## STORED DATA
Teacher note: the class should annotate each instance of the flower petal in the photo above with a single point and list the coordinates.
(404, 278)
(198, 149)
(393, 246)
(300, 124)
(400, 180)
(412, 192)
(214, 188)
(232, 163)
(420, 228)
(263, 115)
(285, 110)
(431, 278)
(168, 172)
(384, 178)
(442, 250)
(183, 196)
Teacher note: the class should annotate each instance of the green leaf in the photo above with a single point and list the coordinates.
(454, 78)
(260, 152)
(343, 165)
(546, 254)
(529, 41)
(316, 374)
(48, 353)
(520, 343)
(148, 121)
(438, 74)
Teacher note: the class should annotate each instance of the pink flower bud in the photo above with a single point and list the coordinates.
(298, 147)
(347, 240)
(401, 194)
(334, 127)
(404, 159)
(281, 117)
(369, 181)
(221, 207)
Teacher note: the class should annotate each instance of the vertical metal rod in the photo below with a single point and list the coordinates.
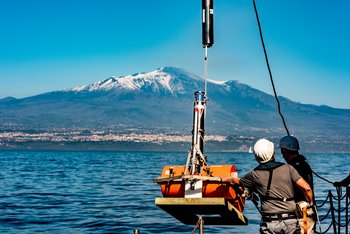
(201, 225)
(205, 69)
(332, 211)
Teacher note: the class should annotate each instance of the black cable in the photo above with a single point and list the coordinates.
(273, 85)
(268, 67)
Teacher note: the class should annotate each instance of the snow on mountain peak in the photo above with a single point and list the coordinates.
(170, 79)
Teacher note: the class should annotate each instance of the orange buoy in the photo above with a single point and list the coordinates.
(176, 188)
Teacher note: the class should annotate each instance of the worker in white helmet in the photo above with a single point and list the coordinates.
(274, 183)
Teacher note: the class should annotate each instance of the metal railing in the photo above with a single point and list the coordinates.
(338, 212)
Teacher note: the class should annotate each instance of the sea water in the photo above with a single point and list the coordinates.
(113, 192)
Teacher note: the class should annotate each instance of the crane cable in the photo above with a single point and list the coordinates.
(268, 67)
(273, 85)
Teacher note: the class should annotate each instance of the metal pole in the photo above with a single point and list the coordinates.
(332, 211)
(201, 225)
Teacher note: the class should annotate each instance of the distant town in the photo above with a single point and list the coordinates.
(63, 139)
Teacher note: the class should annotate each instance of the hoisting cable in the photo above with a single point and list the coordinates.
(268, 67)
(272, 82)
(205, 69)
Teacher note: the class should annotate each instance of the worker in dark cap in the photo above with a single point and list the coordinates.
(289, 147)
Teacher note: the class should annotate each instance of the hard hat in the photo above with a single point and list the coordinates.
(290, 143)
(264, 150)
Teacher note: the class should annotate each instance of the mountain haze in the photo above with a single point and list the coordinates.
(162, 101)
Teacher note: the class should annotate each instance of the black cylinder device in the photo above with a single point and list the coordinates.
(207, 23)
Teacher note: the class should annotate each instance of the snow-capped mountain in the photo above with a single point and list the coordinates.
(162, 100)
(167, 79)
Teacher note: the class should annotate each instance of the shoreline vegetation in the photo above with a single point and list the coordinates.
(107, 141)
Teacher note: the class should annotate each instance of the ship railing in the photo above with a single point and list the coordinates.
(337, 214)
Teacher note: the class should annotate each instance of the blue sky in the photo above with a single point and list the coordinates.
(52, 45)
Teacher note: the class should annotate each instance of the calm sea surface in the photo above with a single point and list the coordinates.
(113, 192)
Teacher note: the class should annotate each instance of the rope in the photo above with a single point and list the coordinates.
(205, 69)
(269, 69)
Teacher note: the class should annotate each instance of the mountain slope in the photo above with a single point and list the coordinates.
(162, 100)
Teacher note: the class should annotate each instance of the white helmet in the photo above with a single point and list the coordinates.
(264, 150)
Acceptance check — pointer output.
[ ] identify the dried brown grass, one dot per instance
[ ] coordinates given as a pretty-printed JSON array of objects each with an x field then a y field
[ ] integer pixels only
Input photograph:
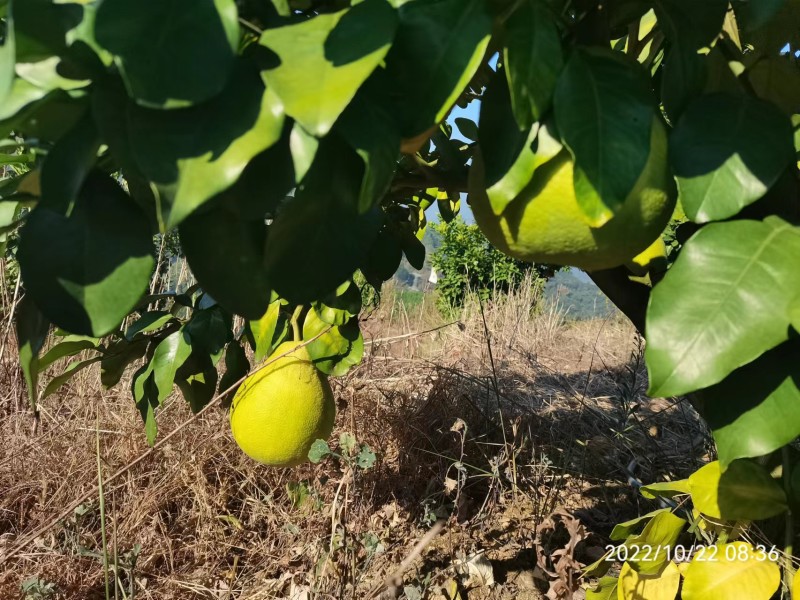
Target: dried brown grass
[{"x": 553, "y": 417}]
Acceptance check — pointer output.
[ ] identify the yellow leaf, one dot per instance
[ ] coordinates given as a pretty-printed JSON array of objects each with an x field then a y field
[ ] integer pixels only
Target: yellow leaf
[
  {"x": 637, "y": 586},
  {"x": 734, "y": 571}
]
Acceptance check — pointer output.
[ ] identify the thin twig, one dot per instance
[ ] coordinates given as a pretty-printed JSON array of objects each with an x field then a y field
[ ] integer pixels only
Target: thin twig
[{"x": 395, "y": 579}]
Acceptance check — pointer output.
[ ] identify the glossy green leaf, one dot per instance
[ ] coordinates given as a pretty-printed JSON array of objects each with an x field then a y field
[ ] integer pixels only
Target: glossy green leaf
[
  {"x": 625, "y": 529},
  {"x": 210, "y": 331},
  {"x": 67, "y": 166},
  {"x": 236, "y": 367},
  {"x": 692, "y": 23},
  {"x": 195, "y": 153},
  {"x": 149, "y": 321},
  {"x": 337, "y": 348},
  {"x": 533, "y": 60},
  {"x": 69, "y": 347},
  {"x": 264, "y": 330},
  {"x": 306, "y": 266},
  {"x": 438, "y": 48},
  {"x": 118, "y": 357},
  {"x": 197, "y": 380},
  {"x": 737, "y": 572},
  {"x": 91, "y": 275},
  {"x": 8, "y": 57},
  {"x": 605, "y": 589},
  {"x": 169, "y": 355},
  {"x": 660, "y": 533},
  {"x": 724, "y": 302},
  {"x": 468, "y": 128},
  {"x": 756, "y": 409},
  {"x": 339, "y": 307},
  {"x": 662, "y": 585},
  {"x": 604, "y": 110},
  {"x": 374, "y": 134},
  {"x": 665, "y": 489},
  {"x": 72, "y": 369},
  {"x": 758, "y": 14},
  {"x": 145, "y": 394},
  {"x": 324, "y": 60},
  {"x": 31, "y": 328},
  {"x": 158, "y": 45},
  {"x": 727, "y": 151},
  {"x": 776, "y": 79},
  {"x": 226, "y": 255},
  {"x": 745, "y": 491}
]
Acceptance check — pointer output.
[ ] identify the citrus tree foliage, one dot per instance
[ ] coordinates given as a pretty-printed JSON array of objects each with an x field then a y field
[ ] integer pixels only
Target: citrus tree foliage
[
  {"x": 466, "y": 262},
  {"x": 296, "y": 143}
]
* * *
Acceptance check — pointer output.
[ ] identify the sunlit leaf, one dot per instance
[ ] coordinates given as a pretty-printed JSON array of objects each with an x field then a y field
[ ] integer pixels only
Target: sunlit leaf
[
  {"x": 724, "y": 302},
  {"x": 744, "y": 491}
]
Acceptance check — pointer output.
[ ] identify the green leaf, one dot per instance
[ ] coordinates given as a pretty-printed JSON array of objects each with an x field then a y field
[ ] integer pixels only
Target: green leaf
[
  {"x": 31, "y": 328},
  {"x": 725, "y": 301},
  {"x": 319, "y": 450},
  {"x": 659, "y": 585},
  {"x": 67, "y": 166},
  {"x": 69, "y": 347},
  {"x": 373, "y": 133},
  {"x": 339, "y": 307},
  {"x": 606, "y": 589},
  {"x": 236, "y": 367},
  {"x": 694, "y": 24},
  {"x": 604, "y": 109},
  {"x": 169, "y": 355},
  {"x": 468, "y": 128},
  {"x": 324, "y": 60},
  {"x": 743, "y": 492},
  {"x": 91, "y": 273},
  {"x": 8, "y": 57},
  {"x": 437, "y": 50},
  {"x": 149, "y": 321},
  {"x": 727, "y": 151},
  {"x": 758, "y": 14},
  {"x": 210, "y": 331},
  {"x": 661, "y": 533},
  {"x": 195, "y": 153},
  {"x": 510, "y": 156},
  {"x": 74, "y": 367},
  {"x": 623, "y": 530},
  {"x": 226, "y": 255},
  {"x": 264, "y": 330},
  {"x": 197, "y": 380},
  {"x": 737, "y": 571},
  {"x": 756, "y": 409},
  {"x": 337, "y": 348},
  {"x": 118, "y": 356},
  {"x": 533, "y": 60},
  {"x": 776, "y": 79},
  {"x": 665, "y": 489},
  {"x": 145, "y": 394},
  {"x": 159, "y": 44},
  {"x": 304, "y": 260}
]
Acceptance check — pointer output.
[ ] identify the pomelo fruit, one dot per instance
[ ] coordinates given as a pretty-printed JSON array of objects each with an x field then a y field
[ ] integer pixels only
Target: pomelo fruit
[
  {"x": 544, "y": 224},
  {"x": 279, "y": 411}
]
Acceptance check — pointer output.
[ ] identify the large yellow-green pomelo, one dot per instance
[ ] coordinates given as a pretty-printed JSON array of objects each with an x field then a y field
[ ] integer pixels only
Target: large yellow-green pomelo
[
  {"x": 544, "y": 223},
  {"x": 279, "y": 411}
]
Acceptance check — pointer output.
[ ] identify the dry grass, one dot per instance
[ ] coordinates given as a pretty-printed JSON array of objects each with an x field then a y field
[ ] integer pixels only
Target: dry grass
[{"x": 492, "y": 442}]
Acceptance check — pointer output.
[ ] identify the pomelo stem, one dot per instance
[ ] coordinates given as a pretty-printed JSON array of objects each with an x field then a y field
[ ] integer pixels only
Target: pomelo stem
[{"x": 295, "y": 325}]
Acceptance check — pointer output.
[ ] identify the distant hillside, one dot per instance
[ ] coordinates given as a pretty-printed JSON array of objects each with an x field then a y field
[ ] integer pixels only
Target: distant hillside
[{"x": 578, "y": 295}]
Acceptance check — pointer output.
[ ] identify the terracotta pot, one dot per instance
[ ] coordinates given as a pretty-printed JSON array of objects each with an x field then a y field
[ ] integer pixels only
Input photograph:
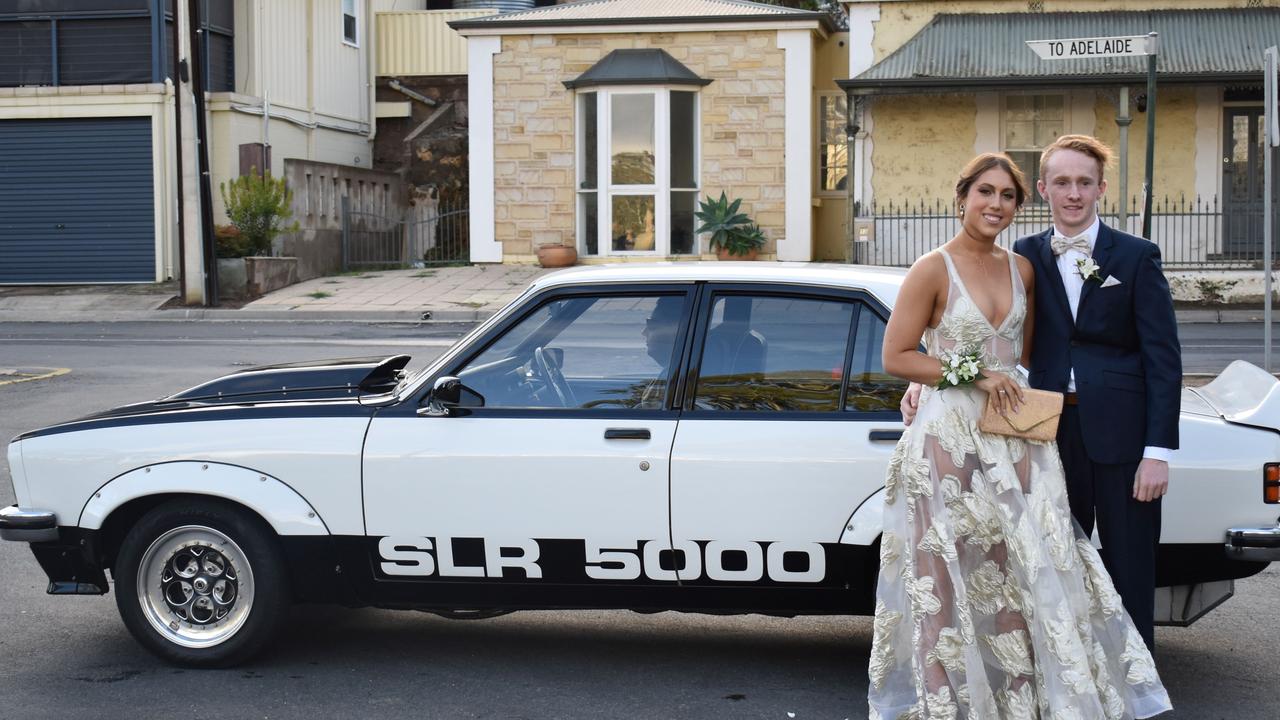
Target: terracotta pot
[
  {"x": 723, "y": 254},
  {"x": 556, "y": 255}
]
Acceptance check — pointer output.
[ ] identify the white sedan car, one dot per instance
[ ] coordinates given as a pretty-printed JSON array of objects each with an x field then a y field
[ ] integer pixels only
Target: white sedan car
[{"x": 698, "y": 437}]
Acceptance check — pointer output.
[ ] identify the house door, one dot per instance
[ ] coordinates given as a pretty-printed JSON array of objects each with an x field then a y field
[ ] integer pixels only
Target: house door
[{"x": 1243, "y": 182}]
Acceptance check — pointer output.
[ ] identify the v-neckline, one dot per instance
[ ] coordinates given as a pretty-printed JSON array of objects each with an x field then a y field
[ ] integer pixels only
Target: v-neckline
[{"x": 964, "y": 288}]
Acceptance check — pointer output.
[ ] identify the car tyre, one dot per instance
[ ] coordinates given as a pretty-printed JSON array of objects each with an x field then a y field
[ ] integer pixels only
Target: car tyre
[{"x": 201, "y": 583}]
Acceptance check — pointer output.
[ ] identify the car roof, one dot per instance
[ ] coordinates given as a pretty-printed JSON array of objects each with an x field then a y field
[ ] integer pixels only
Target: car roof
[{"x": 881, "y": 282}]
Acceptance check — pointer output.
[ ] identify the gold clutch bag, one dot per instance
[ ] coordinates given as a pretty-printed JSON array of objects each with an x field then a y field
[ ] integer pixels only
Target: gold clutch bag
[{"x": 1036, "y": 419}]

## WHAT IS BEING ASKED
Collect each line in the entries above that contains the string "citrus". Letter case must match.

## THE SOLUTION
[ ] identify the citrus tree foliage, one dot per instance
Target: citrus tree foliage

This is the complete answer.